Excerpt provided Block Start
You wouldn’t have heard this exchange last year:

       “Have you tried the new bourbon oak barrel beer from Anheuser-Busch?”

       “Which one?”

A-B regularly tests a variety of products in many markets, often with hopes they’ll develop into something bigger. That’s not the plan with three beers available now – they are one-offs (seasonals) willing to appeal to a smaller audience. The beers:

Celebrate: A 10% abv lager infused with with milled vanilla beans and aged with heavily toasted bourbon oak barrel staves in the maturation tank.

Brew Masters’ Private Reserve: An 8.5% lager brewed only with first runnings (the richest part of the mash) and offered in a 46.5-ounce magnum bottle.

Winter BourbonWinter’s Bourbon Cask Ale: The new draft-only seasonal, a 6% abv ale brewed with dark roasted caramel malts and whole Madagascar vanilla beans, and also aged on bourbon barrel staves.

Not only are these beers different, but producing them is as well. At the A-B plant in St. Louis where Celebrate and Private Reserve were brewed a small run usually produces 3,000 barrels (9,300 gallons of beer). These two were brewed in smaller quantities.

“We’ve been learning to use our equipment in a more flexible way,” said brewer Nathaniel Davis, a member of the New Products Group formed in 2004. “We’re coming at these beer from the consumer’s standpoint. We’ve scaled down or used partial tanks, and this allows us not to require enormous volume.”

Although A-B has not released a holiday-type beer since the late 1990s, the company has a tradition of brewing such specials. “We have evidence of rich Christmas brews, but we don’t have the recipes,” Davis said. In earlier days, these beers were sometimes made only at local breweries and given to employees and special customers.
Excerpt provided Block End
Data extract Block Start
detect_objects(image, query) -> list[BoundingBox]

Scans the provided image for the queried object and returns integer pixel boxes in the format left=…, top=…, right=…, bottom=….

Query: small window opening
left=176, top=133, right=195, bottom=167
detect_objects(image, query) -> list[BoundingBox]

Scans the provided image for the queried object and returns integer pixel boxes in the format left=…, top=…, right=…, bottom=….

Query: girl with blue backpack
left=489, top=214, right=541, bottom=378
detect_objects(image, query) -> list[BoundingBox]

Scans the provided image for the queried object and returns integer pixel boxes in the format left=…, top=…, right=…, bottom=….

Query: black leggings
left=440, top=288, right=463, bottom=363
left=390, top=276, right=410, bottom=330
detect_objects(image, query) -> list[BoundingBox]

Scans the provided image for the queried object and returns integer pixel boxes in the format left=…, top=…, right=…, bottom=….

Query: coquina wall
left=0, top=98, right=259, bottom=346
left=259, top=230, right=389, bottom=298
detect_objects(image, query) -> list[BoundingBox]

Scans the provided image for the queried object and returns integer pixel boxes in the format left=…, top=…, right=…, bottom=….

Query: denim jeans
Data extract Block End
◆ Work instructions ◆
1) From the excerpt about Anheuser-Busch's seasonal beers, list every alcohol strength given as a percentage.
2) According to the excerpt about Anheuser-Busch's seasonal beers, in what year was the New Products Group formed?
3) Write a continuation of the excerpt about Anheuser-Busch's seasonal beers, starting right after its final sentence.

◆ Expected outputs ◆
1) 10%, 8.5%, 6%

2) 2004

3)
The Private Reserve comes with a swing top closure. “It lends itself to camaraderie. The pop is like a champagne cork,” Davis said. He said the beer has enough carbonation to pop a couple of times, but the beer really is meant to be consumed in a single session by several drinkers.

“I like it as it warms up,” he said. The same is true of Celebrate, which is sold by the single 24-ounce bottle or with two 13.5-ounce snifters. “You want to serve it in an appropriately wide glass. You really want it to open up,” Davis said.

“I’d taste it (Celebrate) up to room temperature,” Davis said. “I’ve even mulled it.”

Is there a target audience for these beers? “We are getting tremendous feedback across the board,” Davis said. “We love to talk about beer. We’re passionate about what we’re doing.”

The Winter’s Bourbon Cask is the second in A-B seasonal series, following Jack’s Pumpkin Spice Ale.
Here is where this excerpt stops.